* **STATED TASK**: Please format every line of the items below as a numbered list, leaving out any blank lines.

* start DATA ROWS *

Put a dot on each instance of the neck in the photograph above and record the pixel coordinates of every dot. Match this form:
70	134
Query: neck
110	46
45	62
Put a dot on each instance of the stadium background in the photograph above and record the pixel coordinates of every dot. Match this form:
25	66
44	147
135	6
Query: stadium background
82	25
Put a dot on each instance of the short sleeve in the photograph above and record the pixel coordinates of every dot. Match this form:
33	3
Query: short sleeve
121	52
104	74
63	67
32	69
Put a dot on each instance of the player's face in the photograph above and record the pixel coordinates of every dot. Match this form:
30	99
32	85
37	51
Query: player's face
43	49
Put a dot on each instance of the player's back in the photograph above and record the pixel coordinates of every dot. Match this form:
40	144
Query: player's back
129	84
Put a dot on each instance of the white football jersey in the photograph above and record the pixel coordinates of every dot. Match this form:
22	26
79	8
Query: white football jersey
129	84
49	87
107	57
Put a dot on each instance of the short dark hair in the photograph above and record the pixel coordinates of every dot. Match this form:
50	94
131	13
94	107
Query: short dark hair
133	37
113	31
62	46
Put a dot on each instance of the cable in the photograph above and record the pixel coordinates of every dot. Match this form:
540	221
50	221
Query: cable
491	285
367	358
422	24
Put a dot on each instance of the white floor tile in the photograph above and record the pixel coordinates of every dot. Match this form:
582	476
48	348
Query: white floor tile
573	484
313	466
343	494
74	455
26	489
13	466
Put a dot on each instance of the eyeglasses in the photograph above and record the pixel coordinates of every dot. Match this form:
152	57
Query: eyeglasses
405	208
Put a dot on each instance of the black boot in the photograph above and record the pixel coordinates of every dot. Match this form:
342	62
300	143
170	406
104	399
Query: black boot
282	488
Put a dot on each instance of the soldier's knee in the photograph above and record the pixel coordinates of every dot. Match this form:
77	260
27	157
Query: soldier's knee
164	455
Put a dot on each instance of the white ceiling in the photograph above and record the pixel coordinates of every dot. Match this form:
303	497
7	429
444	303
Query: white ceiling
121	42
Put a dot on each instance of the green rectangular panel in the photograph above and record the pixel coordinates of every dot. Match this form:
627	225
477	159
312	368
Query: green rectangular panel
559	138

* end DATA ROWS *

* **WRITTEN ANSWER**:
1. Put a dot on each instance of the neck in the photograph above and record the pixel coordinates of every dot. Match this form:
2. 70	134
3. Query: neck
4. 110	46
5. 45	62
6. Put a dot on each instance of the stadium background in the photograph above and record the pixel coordinates of every dot. Match this form:
7. 25	66
8. 44	147
9. 135	6
10. Query: stadium background
11. 82	25
12. Put a dot on each instance of the short sleeve in the photograph above and record the pixel coordinates of every dot. Match this form:
13. 33	3
14. Query: short sleeve
15. 121	52
16. 104	74
17. 63	67
18. 32	69
19. Put a dot on each instance of the player's face in the photograph above and record the pixel coordinates of every dot. Match this form:
20. 30	99
21. 32	85
22. 37	51
23. Query: player's face
24. 43	49
25. Put a dot on each instance of the player's back in the photograph above and record the pixel coordinates of every dot. Match this form:
26. 40	144
27. Query: player's back
28. 129	84
29. Put a dot on each instance of the white football jersey in the photograph above and record the pixel coordinates of every dot. Match this form:
30. 22	26
31. 79	8
32. Query: white football jersey
33. 129	84
34. 49	87
35. 107	57
36. Put a dot on each instance of the short dark hair in the photograph above and record the pixel coordinates of every dot. Match this form:
37. 50	94
38. 131	13
39. 94	107
40. Query: short dark hair
41. 133	37
42. 113	31
43. 62	46
44. Put a dot on each instance of the cable in the photograph above and record the pixel coordinates of every dot. Match this form:
45. 540	221
46. 50	221
47. Query: cable
48. 491	285
49. 367	358
50. 422	24
51. Put a dot on each instance of the white floor tile in the photograph above and record the pixel coordinates of every dot. Match this form:
52. 582	476
53. 48	348
54. Query: white floor tile
55. 573	484
56. 313	466
57. 343	494
58. 74	455
59. 26	489
60. 13	466
61. Put a dot on each instance of the eyeglasses in the photograph above and record the pixel coordinates of every dot. Match this form:
62. 152	57
63. Query: eyeglasses
64. 405	208
65. Put a dot on each instance of the black boot in the photograph above and record the pixel coordinates of every dot. Match this form:
66. 342	62
67. 300	143
68. 170	406
69. 104	399
70. Query: black boot
71. 282	488
72. Put a dot on each instance of the soldier's knee in the photograph above and record the pixel coordinates of every dot. Match this form:
73. 77	260
74. 27	157
75. Query: soldier's knee
76. 164	455
77. Put a dot on each instance of the white ceiling in the photograph above and record the pixel coordinates of every dot. Match this form:
78. 303	497
79. 7	429
80. 444	303
81. Query: white ceiling
82. 121	42
83. Put a dot on each instance of the green rectangular panel in the photograph above and record the pixel coordinates of every dot. Match this form:
84. 627	225
85. 477	159
86. 312	368
87. Query: green rectangular panel
88. 559	138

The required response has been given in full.